### Exercise instructions
Please rewrite the data below, replacing "one point to a line" with "one point per line" and leaving everything else unchanged. Omit the pictures from your answer.

### Records to use
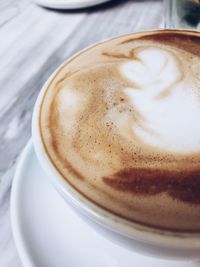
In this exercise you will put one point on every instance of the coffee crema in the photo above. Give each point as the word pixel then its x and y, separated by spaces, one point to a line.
pixel 120 122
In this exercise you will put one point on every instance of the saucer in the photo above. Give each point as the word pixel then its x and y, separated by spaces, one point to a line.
pixel 49 233
pixel 69 4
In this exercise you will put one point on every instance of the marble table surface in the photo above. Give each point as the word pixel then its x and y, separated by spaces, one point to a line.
pixel 34 41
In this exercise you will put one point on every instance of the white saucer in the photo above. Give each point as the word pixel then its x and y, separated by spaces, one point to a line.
pixel 48 233
pixel 69 4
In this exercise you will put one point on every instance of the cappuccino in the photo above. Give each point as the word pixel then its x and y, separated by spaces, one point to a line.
pixel 120 123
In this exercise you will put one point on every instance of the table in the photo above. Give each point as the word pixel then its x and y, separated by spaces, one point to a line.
pixel 34 41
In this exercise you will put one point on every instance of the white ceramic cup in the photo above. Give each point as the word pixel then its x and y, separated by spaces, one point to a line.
pixel 136 237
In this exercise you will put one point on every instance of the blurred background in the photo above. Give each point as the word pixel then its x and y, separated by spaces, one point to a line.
pixel 34 41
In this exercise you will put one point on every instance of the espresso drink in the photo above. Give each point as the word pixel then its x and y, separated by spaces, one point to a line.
pixel 121 123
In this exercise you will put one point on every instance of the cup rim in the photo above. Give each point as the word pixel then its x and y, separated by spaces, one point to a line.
pixel 124 227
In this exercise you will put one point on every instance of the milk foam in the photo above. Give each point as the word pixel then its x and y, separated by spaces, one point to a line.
pixel 169 122
pixel 120 122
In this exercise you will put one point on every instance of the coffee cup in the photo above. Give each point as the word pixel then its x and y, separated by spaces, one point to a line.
pixel 111 127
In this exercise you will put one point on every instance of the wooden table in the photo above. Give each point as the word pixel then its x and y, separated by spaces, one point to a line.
pixel 33 42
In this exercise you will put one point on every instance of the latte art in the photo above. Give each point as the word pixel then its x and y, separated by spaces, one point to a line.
pixel 165 100
pixel 120 122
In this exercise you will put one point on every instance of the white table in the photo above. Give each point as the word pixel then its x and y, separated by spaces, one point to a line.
pixel 33 42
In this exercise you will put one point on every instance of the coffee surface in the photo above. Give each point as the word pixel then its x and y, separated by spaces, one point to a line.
pixel 121 123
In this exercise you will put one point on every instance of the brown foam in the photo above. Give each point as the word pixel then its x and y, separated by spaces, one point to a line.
pixel 90 141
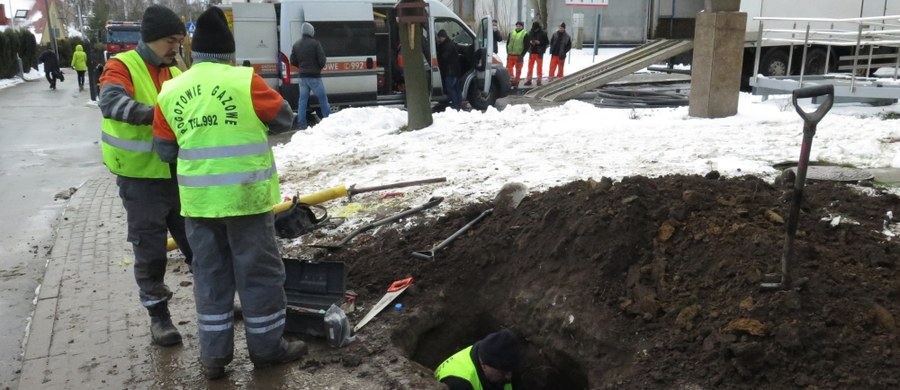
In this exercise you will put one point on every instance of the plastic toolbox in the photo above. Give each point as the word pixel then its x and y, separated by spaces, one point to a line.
pixel 311 288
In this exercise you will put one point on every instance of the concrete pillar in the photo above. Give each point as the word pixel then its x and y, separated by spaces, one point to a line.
pixel 716 65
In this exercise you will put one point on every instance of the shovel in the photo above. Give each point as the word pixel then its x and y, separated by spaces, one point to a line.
pixel 507 199
pixel 340 245
pixel 394 290
pixel 810 120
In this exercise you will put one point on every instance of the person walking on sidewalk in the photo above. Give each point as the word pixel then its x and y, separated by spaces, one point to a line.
pixel 214 121
pixel 51 66
pixel 560 44
pixel 129 87
pixel 79 63
pixel 515 53
pixel 537 45
pixel 488 364
pixel 308 55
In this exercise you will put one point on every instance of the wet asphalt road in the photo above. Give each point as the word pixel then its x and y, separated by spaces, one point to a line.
pixel 48 144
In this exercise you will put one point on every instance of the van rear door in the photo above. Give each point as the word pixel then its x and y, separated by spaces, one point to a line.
pixel 346 30
pixel 256 38
pixel 484 48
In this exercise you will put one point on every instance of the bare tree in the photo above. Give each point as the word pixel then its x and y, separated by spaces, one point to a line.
pixel 418 102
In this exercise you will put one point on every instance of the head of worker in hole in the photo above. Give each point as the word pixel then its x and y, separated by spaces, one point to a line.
pixel 163 32
pixel 212 38
pixel 442 36
pixel 499 354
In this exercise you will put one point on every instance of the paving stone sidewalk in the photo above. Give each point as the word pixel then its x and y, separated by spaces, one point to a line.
pixel 89 330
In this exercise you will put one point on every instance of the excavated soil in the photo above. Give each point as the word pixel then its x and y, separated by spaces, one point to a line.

### Result of the exercise
In this exercise you will put one point on every instance of the coffee crema in the photo above. Give each point as the word pixel then its x and y, separated by spaces, one point per line.
pixel 120 122
In this exercise you will put one point on every instance of the saucer in the photo above. Give each point as the word pixel then its x and y, separated by spaces, one point per line.
pixel 49 233
pixel 69 4
In this exercise you will put one point on every instance of the marble table surface in the photo above. Give each point as the word pixel then its x and y, separated by spaces, one point per line.
pixel 34 41
In this exercise you will put one point on every instance of the white saucer in the photo above. Give each point as the word pixel then its x and y, separated by spaces, one point per line.
pixel 48 233
pixel 69 4
In this exercise you will put one point on every instance of the cappuccino in the photo above. Give each point as the word pixel then its x and y, separated by spaces, one point per line.
pixel 120 123
In this exercise you will put one point on every instance of the table in the photo above. Give each point as the word pixel then its x and y, separated by spaces, one point per line.
pixel 34 41
In this exercise you will put one point on every instance of the white ceramic cup in the photo above. Give each point as the word pixel then its x and y, separated by spaces, one point per line.
pixel 136 237
In this exercise you will put one point on every instance of the blurred background in the photo above. Give each point as the word pixel then its x and y, separated by spaces, one point per line.
pixel 34 41
In this exercise you will put one point on every instance of the espresso drink in the photo above. Give each point as the word pixel then its x and y, separated by spaces, one point per line.
pixel 121 123
In this exercise you will put one point on every instance of the cup rim in the photo above. Give each point as the word pixel then its x and y, separated by spaces, one point per line.
pixel 124 227
In this exercise you will put one point on every instance of the milk foam in the photo above. Give each point as the word pixel then its x and y, separated by spaces, one point per line.
pixel 169 122
pixel 120 122
In this exercise you will put one point on every instance of the coffee cup in the photo above. Give each point as the word pixel then its x and y, separated by spaces, one point per line.
pixel 111 127
In this exercise you will put one point on every instance of the wooden table in the photo above. Give each point as the word pixel then its x and y, separated by spaces, one point per line.
pixel 33 42
In this exercise you will put one point on every instance of the latte art in the photo above. Give each point as the word pixel then its x and y, separated by spaces, one point per line.
pixel 165 100
pixel 120 122
In this exercise you will put one point on every instance of the white table in the photo above. Give each point as the word pixel then its x and y, separated by spaces, one point per line.
pixel 33 42
In this exercise you will put one point on every instance of the coffee surface in the photo above. Give each point as the word pixel then its x and y, separated by spaces, one point per line.
pixel 121 123
In this exercise you will put one point on every instance of the brown foam in the photo above. Give each point as the word pixel then its x and y, separated by spaces, one point per line.
pixel 90 141
In this exercise you will put one point on every instance of the plastic toolbox in the photo above. Give each point as the word pixel then its x and y, separated by spaces, one point per line.
pixel 311 288
In this exercise you will put one point on every instance of the concrete pillar in the photo above. Give each point as the word pixel then its x and y, separated by spaces, one point per line.
pixel 716 65
In this exercise you will put one point on every instance of the shovel in the photo above. Give each point as the word pixel then its x and y, separated by spaces, one point per line.
pixel 507 199
pixel 340 245
pixel 394 290
pixel 810 120
In this exercise you will put one point on every instance of the person walking on sidewalk in the photo above. Give each point as the word pixel then its x and y, separated by spaces, one point per line.
pixel 214 121
pixel 51 66
pixel 560 44
pixel 129 87
pixel 79 63
pixel 515 53
pixel 537 45
pixel 488 364
pixel 308 55
In this exercise you will put one point on every instance of the wet asphalt road in the photo above. Give each point as the word pixel then its x and y, separated by spaces, one point per line.
pixel 48 144
In this exercise you will put one point on every instance of the van rear door in the photo above. Give each point as the word pixel then its x and y, separated by spaces, one point per line.
pixel 346 30
pixel 256 38
pixel 484 48
In this exercise you will put one point on every instance of the bare tree in the photo above. Give each point as the word pixel then its x and y, separated by spaces, one point per line.
pixel 418 102
In this exercise you will put one point on every instance of the head of worker in hole in the photo above. Give each point as the word pixel then its x and y, separated by spaces, one point per line.
pixel 163 32
pixel 212 38
pixel 442 36
pixel 499 354
In this exercise you will put one point on every instance of the paving stone sidewalk in the photo above. Give each point as the word pixel then its x and y, separated by spaces, one point per line.
pixel 89 330
In this exercise you will put one point on every instance of the excavated soil in the photo above. Give each point as the word pixel then its x and y, separated by spaces, one point per line.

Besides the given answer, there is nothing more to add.